## Consigne 1
Dans l'extrait sur les Mongols et les croisades, où meurt Saint Louis ?
## Consigne 2
Recopiez l'extrait sur les Mongols et les croisades entre "Il est vrai" et "d’Antioche sans combattre.", bornes incluses.

## Extrait de texte
*-*-*
Il est vrai que les petits fils de Genghis Khan poursuivent avec ferveur son œuvre de conquête, Hulegu chef des Il-khanides emportant la Syrie musulmane et soumettant même le prince d’Antioche sans combattre.

Inquiété par cette poussée de conquêtes en apparence incontrôlable, les Papes successifs luttent contre les Mongols en Europe de l’Est en prêchant la Croisade tout en les ménageant au Moyen-Orient.

Pourtant Hulegu ne finira pas son entreprise de la conquête de l’Egypte, reculant en raison de l’épuisement des ses cavaliers et de troubles intérieurs.

Il laissera ainsi à Baibars, sultan mamelouk du Caire, la possibilité d’organiser ses troupes et sa défense pour mettre en échec ces conquérants venus de l’Extrême Orient.

Brillant chef militaire et habile homme d’état, Baibars va profiter de sa force et du reflux des Mongols pour attaquer et défaire les Francs, en prenant sur une dizaine d’années des villes stratégiques comme Jaffa, Césarée ou la fameuse forteresse krak des chevaliers.

Mais du coté Francs les quelques ouvertures faites par Hulegu aux chrétiens vont se concrétiser avec son successeur Abagha, ce qui permettra de mettre sur pied une véritable alliance et la Huitième croisade contre l’Empire des Mamelouks.

En 1270, le Pape Clément IV et son successeur Grégoire X, s’appuient sur le célèbre Saint Louis pour déclencher la Croisade outre mer avec entre 10 000 et 30 000 hommes.

La tentative d’alliance puis de prise de la Tunisie pour s’en faire un allié face à l’Égypte est un cinglant échec par manque de coordination avec le lointain allié Abgha.

Malade, comme la plupart des soldats en Egypte, Saint Louis meurt à Carthage.
*-*-*
## Extraits de données
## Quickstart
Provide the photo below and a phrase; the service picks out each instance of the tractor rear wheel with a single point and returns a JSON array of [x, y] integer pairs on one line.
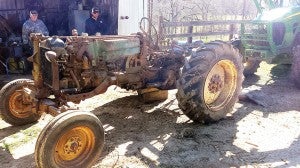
[[295, 70], [210, 82], [71, 139], [15, 108]]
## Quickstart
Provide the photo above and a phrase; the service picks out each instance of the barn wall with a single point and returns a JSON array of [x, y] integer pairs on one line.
[[55, 13]]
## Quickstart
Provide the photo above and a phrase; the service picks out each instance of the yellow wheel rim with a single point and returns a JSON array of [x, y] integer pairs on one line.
[[19, 106], [75, 145], [220, 84]]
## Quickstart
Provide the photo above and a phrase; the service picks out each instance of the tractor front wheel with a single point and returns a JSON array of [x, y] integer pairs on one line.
[[15, 107], [71, 139]]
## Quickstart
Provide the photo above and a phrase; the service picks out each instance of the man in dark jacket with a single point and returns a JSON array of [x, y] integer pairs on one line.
[[94, 24]]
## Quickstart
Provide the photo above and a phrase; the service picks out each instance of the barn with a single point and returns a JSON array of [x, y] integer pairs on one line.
[[61, 16]]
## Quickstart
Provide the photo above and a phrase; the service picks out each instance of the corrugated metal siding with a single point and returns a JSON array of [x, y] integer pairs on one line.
[[55, 12]]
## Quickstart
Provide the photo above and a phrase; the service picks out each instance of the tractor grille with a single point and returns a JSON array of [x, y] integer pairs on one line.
[[46, 68]]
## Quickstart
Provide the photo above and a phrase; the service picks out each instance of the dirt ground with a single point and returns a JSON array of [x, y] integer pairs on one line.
[[260, 133]]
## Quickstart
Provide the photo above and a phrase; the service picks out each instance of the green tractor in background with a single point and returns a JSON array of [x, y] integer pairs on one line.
[[273, 36]]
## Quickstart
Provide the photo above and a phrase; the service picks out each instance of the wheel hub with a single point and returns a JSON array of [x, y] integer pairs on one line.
[[215, 84], [73, 145]]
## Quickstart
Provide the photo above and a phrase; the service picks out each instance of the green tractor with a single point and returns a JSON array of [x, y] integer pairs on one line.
[[272, 36]]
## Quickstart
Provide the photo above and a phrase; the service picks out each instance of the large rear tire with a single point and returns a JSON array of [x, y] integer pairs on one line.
[[295, 70], [210, 82], [71, 139], [15, 109]]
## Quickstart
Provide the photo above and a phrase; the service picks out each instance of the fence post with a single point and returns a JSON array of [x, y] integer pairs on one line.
[[160, 30], [190, 31], [231, 30]]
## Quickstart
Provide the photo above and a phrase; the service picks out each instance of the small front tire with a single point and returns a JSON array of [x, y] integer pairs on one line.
[[71, 139]]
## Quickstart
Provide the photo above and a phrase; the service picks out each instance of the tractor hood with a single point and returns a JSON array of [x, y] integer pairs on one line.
[[278, 14]]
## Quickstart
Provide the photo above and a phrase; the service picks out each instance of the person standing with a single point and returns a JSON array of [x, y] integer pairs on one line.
[[33, 25], [94, 24]]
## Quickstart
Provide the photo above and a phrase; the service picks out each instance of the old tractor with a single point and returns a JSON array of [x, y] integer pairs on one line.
[[272, 36], [74, 68]]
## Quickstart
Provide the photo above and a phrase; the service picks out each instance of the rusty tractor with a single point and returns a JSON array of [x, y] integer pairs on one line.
[[74, 68]]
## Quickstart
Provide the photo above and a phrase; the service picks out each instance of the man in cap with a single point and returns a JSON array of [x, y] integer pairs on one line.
[[33, 25], [94, 24]]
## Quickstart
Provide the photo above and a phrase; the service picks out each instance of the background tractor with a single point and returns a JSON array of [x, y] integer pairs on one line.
*-*-*
## Réponse 1
À Carthage.

## Réponse 2
Il est vrai que les petits fils de Genghis Khan poursuivent avec ferveur son œuvre de conquête, Hulegu chef des Il-khanides emportant la Syrie musulmane et soumettant même le prince d’Antioche sans combattre.